▸ SOURCE MATERIAL

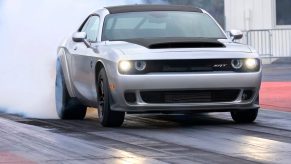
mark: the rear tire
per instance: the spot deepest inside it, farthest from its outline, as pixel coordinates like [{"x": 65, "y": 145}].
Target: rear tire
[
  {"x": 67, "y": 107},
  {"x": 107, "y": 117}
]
...
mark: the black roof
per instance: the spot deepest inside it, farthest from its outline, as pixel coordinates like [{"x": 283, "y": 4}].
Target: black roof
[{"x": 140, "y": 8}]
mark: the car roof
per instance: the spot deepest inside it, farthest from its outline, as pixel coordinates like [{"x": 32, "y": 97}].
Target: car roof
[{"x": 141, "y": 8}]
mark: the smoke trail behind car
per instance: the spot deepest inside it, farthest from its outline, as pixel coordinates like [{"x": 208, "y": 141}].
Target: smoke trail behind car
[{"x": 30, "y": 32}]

▸ EXERCISE BRIEF
Copy each line of the listing that carries the word "from".

▸ ANSWER BOX
per instance: the spot deepest inside it, farthest from its outline, as pixel coordinates like [{"x": 65, "y": 145}].
per instance: the spot deepest inside it, farthest from its outline, as pixel coordinates like [{"x": 283, "y": 4}].
per instance: the spot deepest inside it, farthest from its outline, as pixel coordinates like [{"x": 32, "y": 97}].
per instance: the spot deepest inside it, farthest from its outline, as pixel coordinates like [{"x": 208, "y": 141}].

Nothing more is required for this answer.